| Given passage |
.....

BEFORE: KEITH and MARTIN, Circuit Judges; and RUBIN, District Judge* 

ORDER

The plaintiff appeals the order dismissing his pro se civil rights action as frivolous under 28 U.S.C. § 1915(d). He now applies to this Court for leave to proceed on appeal in forma pauperis. He also applies for a temporary restraining order enjoining his dismissal from academic pursuit pending this appeal. These applications were referred to this panel pursuant to Rule 9(a), Rules of the Sixth Circuit.

The plaintiff is a former undergraduate student at the defendant University. Following the 1985 fall quarter, he was dismissed from the University for "poor academic performance." His petition for review of that decision was denied. He then filed this pro se action asserting a denial of due process because he did not have a hearing before his dismissal. He also asserted claims of racial discrimination. Because the plaintiff sought to proceed in forma pauperis, the district court reviewed the complaint under Sec. 1915(d), found it frivolous, and sua sponte dismissed the action. This appeal followed.

.....

| Work order 1 |
According to the court order, for what stated reason was the plaintiff dismissed from the University?
| Work order 2 |
From the court order, reproduce the passage that begins at the words "BEFORE: KEITH and" and stops after the words "the Sixth Circuit.".

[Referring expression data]
.....

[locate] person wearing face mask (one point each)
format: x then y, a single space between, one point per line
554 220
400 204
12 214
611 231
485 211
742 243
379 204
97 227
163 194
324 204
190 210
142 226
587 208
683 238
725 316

.....

| Answer space 1 |
He was dismissed for "poor academic performance."

| Answer space 2 |
BEFORE: KEITH and MARTIN, Circuit Judges; and RUBIN, District Judge* 

ORDER

The plaintiff appeals the order dismissing his pro se civil rights action as frivolous under 28 U.S.C. § 1915(d). He now applies to this Court for leave to proceed on appeal in forma pauperis. He also applies for a temporary restraining order enjoining his dismissal from academic pursuit pending this appeal. These applications were referred to this panel pursuant to Rule 9(a), Rules of the Sixth Circuit.